* **Written request**
Change each "Would you mind pinning" in the entries below to "Could you mark", keeping everything else the same. Write the entries out again with the pictures left out.
BEGIN Task inputs
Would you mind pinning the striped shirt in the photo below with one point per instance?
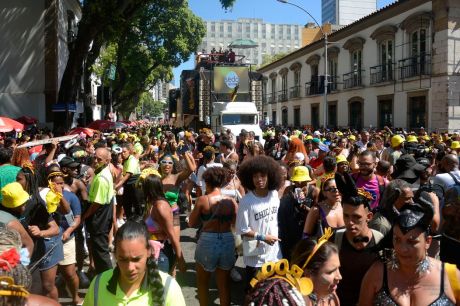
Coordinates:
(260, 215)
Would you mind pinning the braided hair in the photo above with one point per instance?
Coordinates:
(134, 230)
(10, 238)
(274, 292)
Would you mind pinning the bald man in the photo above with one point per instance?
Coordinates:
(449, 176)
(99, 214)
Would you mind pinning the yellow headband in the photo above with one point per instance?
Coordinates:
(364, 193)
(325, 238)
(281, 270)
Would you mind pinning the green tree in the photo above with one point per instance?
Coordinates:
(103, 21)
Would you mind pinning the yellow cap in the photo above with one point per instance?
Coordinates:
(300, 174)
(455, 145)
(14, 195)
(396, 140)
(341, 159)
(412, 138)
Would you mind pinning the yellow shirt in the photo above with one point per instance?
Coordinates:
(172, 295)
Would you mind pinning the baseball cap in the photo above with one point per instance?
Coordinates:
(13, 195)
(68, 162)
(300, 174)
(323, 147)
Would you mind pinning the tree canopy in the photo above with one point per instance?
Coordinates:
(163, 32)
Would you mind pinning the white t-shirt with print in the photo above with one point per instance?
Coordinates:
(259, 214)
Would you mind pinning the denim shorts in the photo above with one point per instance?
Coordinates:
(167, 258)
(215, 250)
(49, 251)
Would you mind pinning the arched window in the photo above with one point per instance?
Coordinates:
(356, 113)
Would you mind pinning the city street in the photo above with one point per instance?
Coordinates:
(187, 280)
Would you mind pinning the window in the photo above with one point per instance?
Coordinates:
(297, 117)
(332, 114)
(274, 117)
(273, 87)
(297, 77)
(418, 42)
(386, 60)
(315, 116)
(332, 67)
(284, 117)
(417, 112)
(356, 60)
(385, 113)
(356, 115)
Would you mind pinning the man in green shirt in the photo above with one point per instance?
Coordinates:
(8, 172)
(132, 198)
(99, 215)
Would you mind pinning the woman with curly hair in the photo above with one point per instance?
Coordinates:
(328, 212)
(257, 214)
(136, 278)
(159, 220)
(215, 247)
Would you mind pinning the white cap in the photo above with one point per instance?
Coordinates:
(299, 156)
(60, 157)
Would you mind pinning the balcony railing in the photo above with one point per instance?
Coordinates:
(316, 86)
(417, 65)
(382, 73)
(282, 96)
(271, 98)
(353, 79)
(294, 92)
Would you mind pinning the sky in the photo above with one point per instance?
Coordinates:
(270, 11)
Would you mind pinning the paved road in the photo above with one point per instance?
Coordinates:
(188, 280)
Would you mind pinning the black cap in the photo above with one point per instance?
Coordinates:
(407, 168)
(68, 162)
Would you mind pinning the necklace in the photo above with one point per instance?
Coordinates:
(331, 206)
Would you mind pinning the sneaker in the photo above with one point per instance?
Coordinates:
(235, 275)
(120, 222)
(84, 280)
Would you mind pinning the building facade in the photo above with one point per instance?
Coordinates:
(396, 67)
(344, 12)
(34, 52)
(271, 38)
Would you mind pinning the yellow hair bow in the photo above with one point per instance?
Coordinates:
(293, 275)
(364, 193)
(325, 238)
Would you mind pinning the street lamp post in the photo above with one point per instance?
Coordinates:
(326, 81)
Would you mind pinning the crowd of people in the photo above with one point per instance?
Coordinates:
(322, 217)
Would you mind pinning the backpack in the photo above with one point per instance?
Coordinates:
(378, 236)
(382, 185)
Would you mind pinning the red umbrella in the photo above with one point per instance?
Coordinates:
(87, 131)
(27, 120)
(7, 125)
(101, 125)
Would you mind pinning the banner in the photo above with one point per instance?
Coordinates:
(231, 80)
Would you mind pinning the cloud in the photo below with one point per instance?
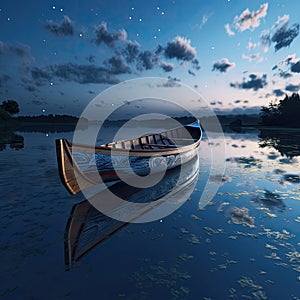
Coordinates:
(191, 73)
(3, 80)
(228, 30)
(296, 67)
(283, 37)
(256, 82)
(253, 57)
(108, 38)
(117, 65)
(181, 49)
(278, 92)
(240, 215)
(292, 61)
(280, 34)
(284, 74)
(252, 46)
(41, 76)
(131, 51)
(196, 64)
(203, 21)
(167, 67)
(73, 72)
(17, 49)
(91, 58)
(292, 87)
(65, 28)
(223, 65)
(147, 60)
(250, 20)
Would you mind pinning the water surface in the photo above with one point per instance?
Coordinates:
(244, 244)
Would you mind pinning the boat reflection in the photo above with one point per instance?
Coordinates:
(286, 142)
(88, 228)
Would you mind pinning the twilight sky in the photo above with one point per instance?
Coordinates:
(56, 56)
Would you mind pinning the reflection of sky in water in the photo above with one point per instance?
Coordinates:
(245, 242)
END Task inputs
* **Result**
Could you mark the striped shirt in the photo below with one point per instance?
Coordinates:
(260, 215)
Could you mark the braided hair in the photo above with one point per instance?
Coordinates:
(134, 230)
(10, 238)
(274, 292)
Could you mark the bald man in the photo above with one point per instance?
Coordinates:
(449, 176)
(99, 214)
Could you mark the yellow headband in the photo above with one point per instance?
Coordinates:
(364, 193)
(325, 238)
(281, 270)
Could you mark the green tree in the photo above with one point per instance?
Coordinates:
(103, 21)
Could you mark the yellow cap in the photo above with one point per instance?
Coordinates:
(300, 174)
(455, 145)
(14, 195)
(396, 140)
(341, 159)
(412, 138)
Could you mark the yellow shirt in the photo above with one point per instance?
Coordinates:
(172, 295)
Could you mark the baseball cap in the photo above with one point per instance?
Coordinates:
(13, 195)
(68, 162)
(300, 174)
(323, 147)
Could you mark the tree canopy in the photo above with one point per instance?
Coordinates:
(163, 32)
Could you mark the white t-shirt with print in the photo above with one point per instance?
Coordinates:
(259, 214)
Could you mark the denim shorts in the photo above with one point per instance?
Coordinates:
(167, 258)
(215, 250)
(49, 251)
Could you mark the arched window in the photo above with one point per instance?
Coordinates:
(356, 113)
Could you mark the city street in the photo above with one point per instance?
Coordinates:
(187, 280)
Could you mark the window in the photo above with one point per instance?
Coordinates:
(297, 117)
(332, 114)
(274, 117)
(273, 87)
(297, 77)
(418, 42)
(386, 60)
(315, 116)
(332, 67)
(284, 117)
(417, 112)
(356, 60)
(385, 113)
(356, 115)
Could you mark the man in green shirt in the photo above with one point per instance?
Coordinates:
(8, 172)
(132, 198)
(99, 215)
Could you mark the woman with curly hair in the photo above with one point per instance?
Coordinates:
(328, 212)
(257, 214)
(136, 278)
(159, 220)
(215, 247)
Could you mark the white cap in the photo above with one point per instance?
Coordinates:
(299, 156)
(60, 157)
Could you mark the balcony railing in the photo above with one point per instance?
Coordinates:
(316, 86)
(417, 65)
(382, 73)
(282, 96)
(271, 98)
(353, 79)
(294, 92)
Could you mark the sky in the photo above with one point per instance?
Coordinates:
(270, 11)
Could you mark the paved road in the photo above with one point per instance?
Coordinates:
(188, 280)
Could you mark the black cap in the photo above with one point per instance?
Coordinates:
(407, 168)
(68, 162)
Could you mark the necklace in the photo above with one point per instance?
Coordinates:
(331, 206)
Could you mark the sneaker in the photo above with one point per instance?
Coordinates:
(235, 275)
(120, 222)
(84, 280)
Could you mark the building facade in the photo above with one point per instance?
Coordinates:
(396, 67)
(344, 12)
(34, 52)
(271, 38)
Could you mark the yellow hair bow in the photo above with one point per instance?
Coordinates:
(293, 275)
(364, 193)
(325, 238)
Could you mark the street lamp post in the photo above with one point per instance?
Coordinates:
(326, 81)
Could you mark the crowd of people in the photo above with one point per instance?
Coordinates:
(322, 217)
Could you mark the backpack in the photo above with one point per instance?
Coordinates:
(378, 236)
(382, 185)
Could you mark the red umbrella in the photo above with one point per instance?
Coordinates:
(87, 131)
(27, 120)
(7, 125)
(101, 125)
Could you mark the banner in the photo above with one point per instance?
Coordinates:
(231, 80)
Could you mark the cloud in the photo below with one point per instance?
Coordinates:
(191, 73)
(3, 80)
(228, 30)
(296, 67)
(283, 37)
(256, 82)
(253, 57)
(108, 38)
(117, 65)
(181, 49)
(278, 92)
(240, 215)
(292, 61)
(280, 34)
(284, 74)
(252, 46)
(41, 76)
(131, 51)
(196, 64)
(203, 21)
(167, 67)
(73, 72)
(17, 49)
(91, 58)
(292, 87)
(65, 28)
(223, 65)
(147, 60)
(250, 20)
Could you mark the water surface in the photo above with one point per instance?
Coordinates:
(244, 244)
Could you mark the boat reflection in the photo above with one point per instance?
Coordinates:
(286, 142)
(88, 228)
Could you mark the twilight sky in the photo above with one point per instance?
Coordinates:
(56, 56)
Could you mark the reflection of sky in water in the photo above with one point per instance?
Coordinates:
(245, 242)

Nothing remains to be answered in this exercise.